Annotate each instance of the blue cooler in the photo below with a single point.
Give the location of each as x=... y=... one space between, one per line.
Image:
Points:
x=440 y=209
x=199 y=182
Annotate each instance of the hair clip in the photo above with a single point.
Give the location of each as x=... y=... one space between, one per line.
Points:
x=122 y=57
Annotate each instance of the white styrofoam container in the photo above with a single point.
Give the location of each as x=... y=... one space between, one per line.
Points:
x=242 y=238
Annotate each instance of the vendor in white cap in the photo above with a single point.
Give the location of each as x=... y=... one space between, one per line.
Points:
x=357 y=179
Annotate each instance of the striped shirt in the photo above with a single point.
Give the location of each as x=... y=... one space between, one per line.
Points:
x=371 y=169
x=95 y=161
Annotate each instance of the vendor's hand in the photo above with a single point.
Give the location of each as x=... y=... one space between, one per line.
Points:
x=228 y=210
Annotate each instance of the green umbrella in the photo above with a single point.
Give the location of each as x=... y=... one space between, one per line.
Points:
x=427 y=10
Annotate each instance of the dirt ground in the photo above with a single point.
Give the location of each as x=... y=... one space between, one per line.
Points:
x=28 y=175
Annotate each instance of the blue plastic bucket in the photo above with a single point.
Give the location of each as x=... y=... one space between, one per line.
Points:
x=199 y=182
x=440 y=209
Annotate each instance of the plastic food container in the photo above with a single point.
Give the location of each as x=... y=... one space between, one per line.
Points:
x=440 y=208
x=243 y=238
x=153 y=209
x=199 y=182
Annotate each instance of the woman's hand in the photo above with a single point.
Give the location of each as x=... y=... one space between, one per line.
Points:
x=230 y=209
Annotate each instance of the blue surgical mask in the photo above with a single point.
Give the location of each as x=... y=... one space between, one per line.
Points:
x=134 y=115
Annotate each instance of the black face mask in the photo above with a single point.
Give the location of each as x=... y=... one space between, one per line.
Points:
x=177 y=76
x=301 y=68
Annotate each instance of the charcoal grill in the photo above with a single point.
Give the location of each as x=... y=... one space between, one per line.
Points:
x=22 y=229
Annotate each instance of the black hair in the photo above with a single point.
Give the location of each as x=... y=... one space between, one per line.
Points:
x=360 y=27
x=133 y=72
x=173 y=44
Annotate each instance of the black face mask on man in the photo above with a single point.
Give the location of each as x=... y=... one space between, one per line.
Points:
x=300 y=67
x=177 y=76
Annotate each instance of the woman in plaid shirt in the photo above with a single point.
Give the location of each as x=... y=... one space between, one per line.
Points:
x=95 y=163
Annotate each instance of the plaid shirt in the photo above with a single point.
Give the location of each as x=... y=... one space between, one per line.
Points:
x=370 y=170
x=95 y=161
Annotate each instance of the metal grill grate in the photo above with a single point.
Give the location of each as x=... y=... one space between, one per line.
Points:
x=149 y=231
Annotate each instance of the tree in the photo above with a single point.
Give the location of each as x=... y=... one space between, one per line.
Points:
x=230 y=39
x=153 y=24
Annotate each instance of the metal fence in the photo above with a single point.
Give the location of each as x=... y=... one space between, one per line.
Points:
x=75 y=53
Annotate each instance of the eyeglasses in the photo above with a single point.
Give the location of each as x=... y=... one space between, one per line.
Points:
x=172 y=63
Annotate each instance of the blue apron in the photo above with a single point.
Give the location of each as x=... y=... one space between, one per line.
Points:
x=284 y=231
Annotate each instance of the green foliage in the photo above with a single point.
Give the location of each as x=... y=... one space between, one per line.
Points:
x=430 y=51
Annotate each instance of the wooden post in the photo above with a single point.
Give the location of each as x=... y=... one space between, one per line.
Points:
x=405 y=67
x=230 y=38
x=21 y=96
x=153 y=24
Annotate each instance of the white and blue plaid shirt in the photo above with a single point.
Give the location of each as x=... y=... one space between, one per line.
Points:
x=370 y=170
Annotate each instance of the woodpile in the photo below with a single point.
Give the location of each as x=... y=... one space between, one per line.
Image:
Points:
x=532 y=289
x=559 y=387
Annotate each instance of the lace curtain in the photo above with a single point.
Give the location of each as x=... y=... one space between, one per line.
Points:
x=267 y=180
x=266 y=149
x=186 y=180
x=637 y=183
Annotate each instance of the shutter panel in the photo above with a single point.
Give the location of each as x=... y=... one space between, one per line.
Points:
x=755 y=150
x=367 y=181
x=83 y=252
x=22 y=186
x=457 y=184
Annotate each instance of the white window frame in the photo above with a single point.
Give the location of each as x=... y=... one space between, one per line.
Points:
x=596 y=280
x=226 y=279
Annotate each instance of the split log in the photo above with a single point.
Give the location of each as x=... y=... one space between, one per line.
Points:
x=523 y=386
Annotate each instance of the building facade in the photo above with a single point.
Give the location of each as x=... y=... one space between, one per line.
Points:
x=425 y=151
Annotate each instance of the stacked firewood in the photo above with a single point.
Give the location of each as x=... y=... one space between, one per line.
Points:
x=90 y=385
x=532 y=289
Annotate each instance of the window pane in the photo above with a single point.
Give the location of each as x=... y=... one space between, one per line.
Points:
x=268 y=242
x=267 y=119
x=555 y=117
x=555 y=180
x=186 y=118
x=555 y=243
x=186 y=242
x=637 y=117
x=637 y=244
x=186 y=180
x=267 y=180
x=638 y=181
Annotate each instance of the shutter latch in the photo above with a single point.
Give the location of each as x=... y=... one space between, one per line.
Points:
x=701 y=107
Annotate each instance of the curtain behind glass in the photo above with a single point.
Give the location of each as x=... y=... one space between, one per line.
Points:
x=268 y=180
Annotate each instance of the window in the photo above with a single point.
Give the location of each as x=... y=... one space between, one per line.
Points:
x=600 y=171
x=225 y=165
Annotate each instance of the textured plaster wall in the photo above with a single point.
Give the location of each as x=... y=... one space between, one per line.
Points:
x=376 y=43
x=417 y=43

> **Required work**:
Print all the data exactly.

> **Final answer**:
Annotate each instance of the blue cooler in the photo below with a single point.
Give the location of each as x=... y=... one space between, one per line.
Image:
Points:
x=440 y=209
x=199 y=182
Annotate each instance of the hair clip in the photo above with a single point.
Give the location of each as x=... y=... one space between, one per line.
Points:
x=122 y=57
Annotate each instance of the white styrofoam container in the photo above with a single point.
Give the location of each as x=... y=... one space between, one per line.
Points:
x=242 y=238
Annotate each instance of the vendor in white cap in the photo above with a single point.
Give the location of each as x=... y=... one space between, one per line.
Points:
x=357 y=179
Annotate each instance of the striped shirt in the photo above with a single point.
Give the location of each as x=... y=... one space between, one per line.
Points:
x=371 y=169
x=95 y=161
Annotate each instance of the vendor's hand in the photo above with a single point.
Give the location of each as x=... y=... one space between, one per line.
Points:
x=228 y=210
Annotate each instance of the green umbrella in the photo above with a single point.
Give the location of each as x=... y=... one space between, one per line.
Points:
x=427 y=10
Annotate each instance of the dirt ground in the photo above with a single point.
Give the location of each as x=... y=... one space between, one per line.
Points:
x=28 y=175
Annotate each instance of the blue plastic bucket in the photo above with a single point.
Give the location of each as x=... y=... one space between, one per line.
Points:
x=199 y=182
x=440 y=209
Annotate each instance of the plastic food container in the photo above with a single point.
Give the location of each as x=... y=... one space between, one per line.
Points:
x=440 y=208
x=243 y=238
x=153 y=209
x=199 y=182
Annotate each instance of the woman's hand in the photo above with a single point.
Give the location of each as x=... y=... one space between, one per line.
Points:
x=230 y=209
Annotate each instance of the blue surgical mask in the photo above with a single point.
Give the location of each as x=... y=... one space between, one per line.
Points:
x=134 y=115
Annotate each instance of the black face mask in the photo above with a single point.
Give the location of each as x=... y=... one space between, one per line.
Points:
x=177 y=76
x=301 y=68
Annotate each instance of the charcoal grill in the photo above with a single point.
Give the location of each as x=... y=... one space between, one per line.
Points:
x=22 y=229
Annotate each instance of the black hair in the photo above with a single point.
Give the location of each as x=... y=... one space between, one per line.
Points:
x=360 y=27
x=133 y=72
x=173 y=44
Annotate each instance of the black face mask on man in the photo above with a single point.
Give the location of each as x=... y=... one space between, one per line.
Points:
x=300 y=67
x=177 y=76
Annotate each instance of the woman in plaid shirt in the photo above with a single point.
Give the location of each as x=... y=... one space between, one per line.
Points:
x=95 y=163
Annotate each instance of the plaid shirt in the photo above with a single point.
Give the location of each as x=... y=... one space between, one per line.
Points:
x=370 y=170
x=95 y=161
Annotate each instance of the metal grill grate in the photo above with a single point.
Give the location of each as x=... y=... one space between, one per line.
Points:
x=149 y=231
Annotate each instance of the tree in the photo above with a single point.
Give the location of each as x=... y=... one space between, one per line.
Points:
x=230 y=39
x=153 y=24
Annotate each instance of the metal fence in the photo above with a single point.
Give the location of each as x=... y=... one space between, one per line.
Points:
x=75 y=53
Annotate each instance of the eyeglasses in the photo above with a single point.
Give the location of each as x=... y=... one space between, one per line.
Points:
x=172 y=63
Annotate each instance of the blue apron in the photo above with a single point.
Give the location of each as x=... y=... one space between, one per line.
Points:
x=284 y=231
Annotate each instance of the green foliage in the photo above with a single point.
Give the location of each as x=... y=... one space between, one per line.
Points:
x=430 y=51
Annotate each instance of the wooden post in the photo above with a single point.
Give the location of each as x=... y=... one space between, one per line.
Points:
x=405 y=67
x=230 y=38
x=21 y=96
x=153 y=24
Annotate each instance of the white and blue plaid shirt in the photo above with a single point.
Give the location of each as x=... y=... one space between, one per line.
Points:
x=370 y=170
Annotate each instance of the woodpile in the photo below with a single point.
Give the location of each as x=... y=... one space between, one per line.
Image:
Points:
x=532 y=289
x=559 y=387
Annotate each instance of the lace curtain in the photo above with a single point.
Give the location of each as x=... y=... one space between, one per line.
Points:
x=267 y=180
x=266 y=149
x=186 y=180
x=637 y=183
Annotate each instance of the shutter panel in the photo above with a single point.
Give the location of each as x=... y=... one space between, one per line.
Points:
x=755 y=150
x=367 y=181
x=83 y=252
x=22 y=186
x=457 y=184
Annotate each instance of the white window frame in the photo above with a single point.
Give the location of each as x=... y=... one space between, one per line.
Points:
x=596 y=280
x=226 y=279
Annotate each instance of the split log in the photo above with a single point.
Give the location of each as x=... y=... one space between, one per line.
Points:
x=523 y=386
Annotate each instance of the building facade in the photo above with a single point.
Give the location of each as x=... y=... one space between, one per line.
Points:
x=425 y=151
Annotate each instance of the stacked firewood in the photo above with a single point.
Give the location of each as x=... y=... one space between, one per line.
Points:
x=90 y=385
x=532 y=289
Annotate each instance of the window pane in the photo above with a single point.
Give the location of each as x=... y=... one space between, one per line.
Points:
x=268 y=242
x=267 y=119
x=555 y=117
x=555 y=180
x=186 y=118
x=555 y=243
x=186 y=242
x=637 y=117
x=637 y=244
x=186 y=180
x=267 y=180
x=638 y=181
Annotate each instance of the shutter latch in the photo above with a single point.
Give the location of each as x=... y=... one space between, one per line.
Points:
x=701 y=107
Annotate each instance of the curtain behind glass in the photo above with a single point.
Give the location of each as x=... y=... one space between, one per line.
Points:
x=268 y=180
Annotate each instance of the window in the photo above with a single point.
Give the location of each as x=... y=... one space between, one per line.
Points:
x=600 y=171
x=225 y=165
Annotate each instance of the textured plaster wall in the photo above with a single point.
Give the location of each as x=... y=... one space between, one per line.
Points:
x=376 y=43
x=417 y=43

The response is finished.